To do:
The line that contains "Annotate each instance of the postcard" marks the end: retype the data below exactly from its first line through that line.

Stored items from a collection
*** Block opens ***
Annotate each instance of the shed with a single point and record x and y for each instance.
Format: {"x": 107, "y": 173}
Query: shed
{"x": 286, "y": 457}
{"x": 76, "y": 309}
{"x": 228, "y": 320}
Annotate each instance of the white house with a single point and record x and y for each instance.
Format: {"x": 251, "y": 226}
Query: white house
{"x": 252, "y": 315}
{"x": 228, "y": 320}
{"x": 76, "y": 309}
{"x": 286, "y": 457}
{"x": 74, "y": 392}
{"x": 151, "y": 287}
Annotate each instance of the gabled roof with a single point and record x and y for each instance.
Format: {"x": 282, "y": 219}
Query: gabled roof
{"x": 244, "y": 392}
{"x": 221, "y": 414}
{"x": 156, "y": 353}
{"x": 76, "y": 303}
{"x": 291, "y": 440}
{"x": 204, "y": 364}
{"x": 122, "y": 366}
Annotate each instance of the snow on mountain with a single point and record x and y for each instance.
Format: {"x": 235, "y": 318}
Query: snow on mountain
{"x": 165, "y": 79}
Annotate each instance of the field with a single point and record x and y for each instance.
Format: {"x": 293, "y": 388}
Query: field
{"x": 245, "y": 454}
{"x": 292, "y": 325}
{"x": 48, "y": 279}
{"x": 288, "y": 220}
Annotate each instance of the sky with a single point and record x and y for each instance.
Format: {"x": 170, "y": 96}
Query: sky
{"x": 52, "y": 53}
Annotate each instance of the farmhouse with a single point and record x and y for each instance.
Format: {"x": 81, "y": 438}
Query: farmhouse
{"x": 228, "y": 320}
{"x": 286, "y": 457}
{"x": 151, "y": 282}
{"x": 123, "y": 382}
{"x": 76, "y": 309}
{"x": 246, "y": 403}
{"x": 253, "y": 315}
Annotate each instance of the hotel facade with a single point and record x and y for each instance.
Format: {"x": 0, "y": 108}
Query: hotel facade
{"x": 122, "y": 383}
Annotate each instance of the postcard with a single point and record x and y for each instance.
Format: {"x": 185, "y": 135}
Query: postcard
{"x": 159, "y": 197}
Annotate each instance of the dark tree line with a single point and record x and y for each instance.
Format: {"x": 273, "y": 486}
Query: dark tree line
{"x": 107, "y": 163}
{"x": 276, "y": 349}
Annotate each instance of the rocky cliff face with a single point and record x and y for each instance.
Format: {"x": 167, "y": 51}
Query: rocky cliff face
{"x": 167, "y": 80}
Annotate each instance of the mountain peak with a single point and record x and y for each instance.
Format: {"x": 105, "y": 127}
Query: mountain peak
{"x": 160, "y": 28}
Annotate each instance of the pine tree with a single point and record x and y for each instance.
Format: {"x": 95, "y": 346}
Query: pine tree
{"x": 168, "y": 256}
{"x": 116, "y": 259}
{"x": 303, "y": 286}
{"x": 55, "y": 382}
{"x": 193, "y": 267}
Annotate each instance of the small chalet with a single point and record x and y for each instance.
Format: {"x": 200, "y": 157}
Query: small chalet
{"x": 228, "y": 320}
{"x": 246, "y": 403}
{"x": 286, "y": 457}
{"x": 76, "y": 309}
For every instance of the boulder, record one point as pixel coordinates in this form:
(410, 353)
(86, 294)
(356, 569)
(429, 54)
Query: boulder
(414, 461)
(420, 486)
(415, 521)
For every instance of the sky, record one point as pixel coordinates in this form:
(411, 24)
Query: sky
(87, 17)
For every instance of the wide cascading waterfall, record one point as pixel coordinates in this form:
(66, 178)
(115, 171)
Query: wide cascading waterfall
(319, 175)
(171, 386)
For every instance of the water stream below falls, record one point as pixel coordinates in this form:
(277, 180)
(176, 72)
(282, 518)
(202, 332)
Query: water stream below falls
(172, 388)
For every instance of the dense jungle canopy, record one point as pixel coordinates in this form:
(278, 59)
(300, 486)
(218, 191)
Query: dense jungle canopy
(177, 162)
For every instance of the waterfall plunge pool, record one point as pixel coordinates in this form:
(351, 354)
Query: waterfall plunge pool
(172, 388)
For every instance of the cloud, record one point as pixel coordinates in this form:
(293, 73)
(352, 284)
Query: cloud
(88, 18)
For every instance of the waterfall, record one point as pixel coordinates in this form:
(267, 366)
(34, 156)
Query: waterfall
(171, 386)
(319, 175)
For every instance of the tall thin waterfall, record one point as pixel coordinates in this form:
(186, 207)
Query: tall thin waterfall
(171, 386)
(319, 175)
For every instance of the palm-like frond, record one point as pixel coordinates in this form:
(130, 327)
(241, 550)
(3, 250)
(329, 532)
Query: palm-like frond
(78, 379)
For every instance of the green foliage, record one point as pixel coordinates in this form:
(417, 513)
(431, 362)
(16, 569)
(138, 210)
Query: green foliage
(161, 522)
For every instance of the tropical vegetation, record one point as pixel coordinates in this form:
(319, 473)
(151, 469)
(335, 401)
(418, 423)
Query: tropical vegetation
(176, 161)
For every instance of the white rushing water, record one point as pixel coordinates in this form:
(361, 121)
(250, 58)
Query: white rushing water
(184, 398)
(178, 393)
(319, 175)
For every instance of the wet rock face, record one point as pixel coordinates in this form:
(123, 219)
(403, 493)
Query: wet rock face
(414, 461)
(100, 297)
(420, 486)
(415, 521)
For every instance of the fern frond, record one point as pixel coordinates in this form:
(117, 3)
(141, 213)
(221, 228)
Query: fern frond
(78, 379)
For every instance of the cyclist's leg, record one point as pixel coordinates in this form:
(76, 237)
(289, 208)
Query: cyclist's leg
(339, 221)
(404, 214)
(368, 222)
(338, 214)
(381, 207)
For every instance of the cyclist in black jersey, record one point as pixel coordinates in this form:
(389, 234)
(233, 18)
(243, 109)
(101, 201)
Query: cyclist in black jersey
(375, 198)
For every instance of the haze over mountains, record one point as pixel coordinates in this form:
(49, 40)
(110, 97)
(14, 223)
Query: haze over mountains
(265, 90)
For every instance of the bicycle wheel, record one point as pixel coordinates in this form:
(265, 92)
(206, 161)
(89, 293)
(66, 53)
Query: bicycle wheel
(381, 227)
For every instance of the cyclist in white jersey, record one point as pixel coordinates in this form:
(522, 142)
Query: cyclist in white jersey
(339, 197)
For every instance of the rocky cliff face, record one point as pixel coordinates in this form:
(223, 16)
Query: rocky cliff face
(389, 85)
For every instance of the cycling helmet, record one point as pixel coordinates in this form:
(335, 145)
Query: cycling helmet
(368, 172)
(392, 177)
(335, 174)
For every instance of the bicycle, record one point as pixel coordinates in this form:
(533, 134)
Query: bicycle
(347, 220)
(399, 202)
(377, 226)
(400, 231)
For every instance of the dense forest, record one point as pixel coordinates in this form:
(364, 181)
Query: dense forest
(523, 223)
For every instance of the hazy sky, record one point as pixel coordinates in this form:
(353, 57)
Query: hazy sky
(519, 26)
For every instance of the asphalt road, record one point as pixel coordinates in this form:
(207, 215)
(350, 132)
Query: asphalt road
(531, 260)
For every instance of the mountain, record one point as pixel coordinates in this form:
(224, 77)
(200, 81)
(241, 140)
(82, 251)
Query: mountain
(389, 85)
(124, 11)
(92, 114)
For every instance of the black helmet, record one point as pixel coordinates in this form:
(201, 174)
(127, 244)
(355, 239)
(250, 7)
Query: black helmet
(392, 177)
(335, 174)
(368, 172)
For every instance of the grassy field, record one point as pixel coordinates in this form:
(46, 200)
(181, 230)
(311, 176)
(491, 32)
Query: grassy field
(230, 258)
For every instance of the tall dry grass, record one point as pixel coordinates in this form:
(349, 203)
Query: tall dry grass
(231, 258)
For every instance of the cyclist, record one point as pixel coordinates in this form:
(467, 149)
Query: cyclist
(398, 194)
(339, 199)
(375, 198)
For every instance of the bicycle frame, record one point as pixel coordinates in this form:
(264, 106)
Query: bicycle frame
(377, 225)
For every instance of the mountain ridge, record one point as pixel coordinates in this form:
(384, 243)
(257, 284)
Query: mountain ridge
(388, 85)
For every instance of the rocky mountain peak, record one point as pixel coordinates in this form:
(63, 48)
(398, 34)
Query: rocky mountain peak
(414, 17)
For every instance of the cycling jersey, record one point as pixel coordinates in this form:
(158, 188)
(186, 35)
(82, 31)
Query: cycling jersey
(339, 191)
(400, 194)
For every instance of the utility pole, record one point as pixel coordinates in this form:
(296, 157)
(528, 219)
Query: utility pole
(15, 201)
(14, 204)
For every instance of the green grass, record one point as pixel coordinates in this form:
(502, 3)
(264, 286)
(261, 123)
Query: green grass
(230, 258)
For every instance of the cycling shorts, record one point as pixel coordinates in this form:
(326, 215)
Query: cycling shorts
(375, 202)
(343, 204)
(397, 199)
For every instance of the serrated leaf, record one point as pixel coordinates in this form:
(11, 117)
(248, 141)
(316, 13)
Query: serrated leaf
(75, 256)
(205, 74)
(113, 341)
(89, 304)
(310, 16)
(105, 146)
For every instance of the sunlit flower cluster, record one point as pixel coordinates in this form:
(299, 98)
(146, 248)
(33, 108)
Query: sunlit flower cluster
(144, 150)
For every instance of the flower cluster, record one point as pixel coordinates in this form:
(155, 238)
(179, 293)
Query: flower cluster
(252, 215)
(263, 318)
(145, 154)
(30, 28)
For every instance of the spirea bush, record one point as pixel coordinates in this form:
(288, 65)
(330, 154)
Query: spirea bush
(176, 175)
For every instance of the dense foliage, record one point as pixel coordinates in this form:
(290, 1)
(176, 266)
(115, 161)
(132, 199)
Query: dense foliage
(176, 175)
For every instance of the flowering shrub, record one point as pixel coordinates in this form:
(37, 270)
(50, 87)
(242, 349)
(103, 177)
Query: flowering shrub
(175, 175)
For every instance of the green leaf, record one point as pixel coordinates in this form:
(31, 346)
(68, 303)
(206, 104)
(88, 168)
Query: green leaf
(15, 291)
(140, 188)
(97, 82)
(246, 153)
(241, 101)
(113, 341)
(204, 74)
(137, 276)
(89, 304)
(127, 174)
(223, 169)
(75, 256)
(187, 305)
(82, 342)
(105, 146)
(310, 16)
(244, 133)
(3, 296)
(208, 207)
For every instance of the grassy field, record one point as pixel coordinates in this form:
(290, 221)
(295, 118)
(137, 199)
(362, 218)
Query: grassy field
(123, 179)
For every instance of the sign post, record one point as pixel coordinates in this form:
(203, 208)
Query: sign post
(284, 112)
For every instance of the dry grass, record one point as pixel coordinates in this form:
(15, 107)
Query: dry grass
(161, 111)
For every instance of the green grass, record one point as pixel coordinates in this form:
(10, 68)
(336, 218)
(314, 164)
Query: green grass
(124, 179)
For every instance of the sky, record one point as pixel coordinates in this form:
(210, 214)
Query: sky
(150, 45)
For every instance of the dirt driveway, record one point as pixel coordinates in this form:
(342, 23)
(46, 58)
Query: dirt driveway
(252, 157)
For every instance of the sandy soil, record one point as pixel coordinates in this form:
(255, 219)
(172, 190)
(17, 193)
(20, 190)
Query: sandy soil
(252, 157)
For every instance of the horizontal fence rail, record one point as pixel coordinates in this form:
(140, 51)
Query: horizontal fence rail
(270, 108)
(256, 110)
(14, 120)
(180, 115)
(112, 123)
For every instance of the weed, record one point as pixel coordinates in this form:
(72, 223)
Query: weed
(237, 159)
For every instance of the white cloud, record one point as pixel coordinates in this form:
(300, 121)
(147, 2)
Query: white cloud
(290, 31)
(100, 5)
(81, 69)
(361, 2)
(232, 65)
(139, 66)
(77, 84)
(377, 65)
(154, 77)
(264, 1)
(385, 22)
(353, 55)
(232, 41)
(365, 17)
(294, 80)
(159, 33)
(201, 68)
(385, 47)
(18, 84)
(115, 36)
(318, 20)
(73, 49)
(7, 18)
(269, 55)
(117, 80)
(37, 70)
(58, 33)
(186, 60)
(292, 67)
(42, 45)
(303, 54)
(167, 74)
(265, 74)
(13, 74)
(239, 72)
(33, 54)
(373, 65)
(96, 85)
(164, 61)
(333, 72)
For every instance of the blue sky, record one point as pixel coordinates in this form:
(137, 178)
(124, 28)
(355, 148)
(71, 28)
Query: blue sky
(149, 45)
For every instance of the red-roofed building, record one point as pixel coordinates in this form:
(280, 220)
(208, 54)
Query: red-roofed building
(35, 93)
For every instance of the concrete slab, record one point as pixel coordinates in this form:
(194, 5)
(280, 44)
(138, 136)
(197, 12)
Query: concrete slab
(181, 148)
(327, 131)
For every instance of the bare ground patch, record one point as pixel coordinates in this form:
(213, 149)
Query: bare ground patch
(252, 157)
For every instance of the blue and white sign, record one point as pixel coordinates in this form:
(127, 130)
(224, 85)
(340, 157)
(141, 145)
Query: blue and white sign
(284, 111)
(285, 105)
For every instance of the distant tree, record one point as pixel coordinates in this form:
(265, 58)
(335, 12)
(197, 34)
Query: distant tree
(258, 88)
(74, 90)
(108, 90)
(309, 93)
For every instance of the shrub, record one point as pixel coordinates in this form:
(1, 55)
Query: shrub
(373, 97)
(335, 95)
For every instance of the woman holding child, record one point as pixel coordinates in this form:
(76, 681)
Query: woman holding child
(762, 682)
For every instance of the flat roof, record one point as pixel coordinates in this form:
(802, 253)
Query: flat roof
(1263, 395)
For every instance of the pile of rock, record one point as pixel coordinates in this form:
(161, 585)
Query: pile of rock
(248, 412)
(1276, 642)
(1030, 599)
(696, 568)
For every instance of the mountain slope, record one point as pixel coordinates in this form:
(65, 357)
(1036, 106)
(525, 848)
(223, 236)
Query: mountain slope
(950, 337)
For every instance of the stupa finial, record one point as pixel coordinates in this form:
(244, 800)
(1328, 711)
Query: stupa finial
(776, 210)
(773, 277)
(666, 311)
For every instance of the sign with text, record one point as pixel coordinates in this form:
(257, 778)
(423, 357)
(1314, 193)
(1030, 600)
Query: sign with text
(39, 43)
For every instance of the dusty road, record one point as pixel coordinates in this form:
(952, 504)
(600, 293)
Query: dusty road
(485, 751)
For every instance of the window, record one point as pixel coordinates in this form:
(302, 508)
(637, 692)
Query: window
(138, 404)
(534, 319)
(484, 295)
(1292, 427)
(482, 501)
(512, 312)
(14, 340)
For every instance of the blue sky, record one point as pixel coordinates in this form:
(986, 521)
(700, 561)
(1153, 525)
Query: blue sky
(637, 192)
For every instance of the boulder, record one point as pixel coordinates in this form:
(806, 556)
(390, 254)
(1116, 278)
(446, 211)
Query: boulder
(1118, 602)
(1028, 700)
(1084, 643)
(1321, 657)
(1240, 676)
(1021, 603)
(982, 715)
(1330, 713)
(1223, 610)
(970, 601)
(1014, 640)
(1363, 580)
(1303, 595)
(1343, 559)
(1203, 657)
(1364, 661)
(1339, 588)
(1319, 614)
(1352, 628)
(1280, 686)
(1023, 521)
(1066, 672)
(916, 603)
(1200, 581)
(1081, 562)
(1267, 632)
*** Block closes ***
Finished exercise:
Annotate each instance of the shed with a single point and record x and y for each instance.
Format: {"x": 107, "y": 173}
Query: shed
{"x": 286, "y": 457}
{"x": 76, "y": 309}
{"x": 228, "y": 320}
Annotate each instance of the white house with a single point and record x and y for each instance.
Format: {"x": 251, "y": 226}
Query: white house
{"x": 252, "y": 315}
{"x": 228, "y": 320}
{"x": 76, "y": 309}
{"x": 286, "y": 457}
{"x": 74, "y": 392}
{"x": 151, "y": 287}
Annotate each instance of the gabled roof with a single point and record x and y for each instance.
Format: {"x": 282, "y": 219}
Query: gabled roof
{"x": 244, "y": 392}
{"x": 221, "y": 414}
{"x": 156, "y": 353}
{"x": 76, "y": 303}
{"x": 291, "y": 440}
{"x": 204, "y": 364}
{"x": 122, "y": 366}
Annotate each instance of the snow on mountain with a single point and record x and y for each instance.
Format: {"x": 235, "y": 318}
Query: snow on mountain
{"x": 165, "y": 79}
Annotate each instance of the field with a single point and record x and y for each instance.
Format: {"x": 293, "y": 388}
Query: field
{"x": 245, "y": 454}
{"x": 292, "y": 325}
{"x": 48, "y": 279}
{"x": 288, "y": 220}
Annotate each instance of the sky with a single point and record x and y for each instance.
Format: {"x": 170, "y": 96}
Query: sky
{"x": 52, "y": 53}
Annotate each instance of the farmhouse with a single point and record x and y for each instance.
Format: {"x": 81, "y": 438}
Query: farmhouse
{"x": 228, "y": 320}
{"x": 286, "y": 457}
{"x": 151, "y": 282}
{"x": 123, "y": 382}
{"x": 76, "y": 309}
{"x": 246, "y": 403}
{"x": 253, "y": 315}
Annotate each instance of the hotel facade with a single point and record x and y for each instance.
Format: {"x": 0, "y": 108}
Query: hotel facade
{"x": 122, "y": 383}
Annotate each instance of the postcard with a single point and record x and y for each instance.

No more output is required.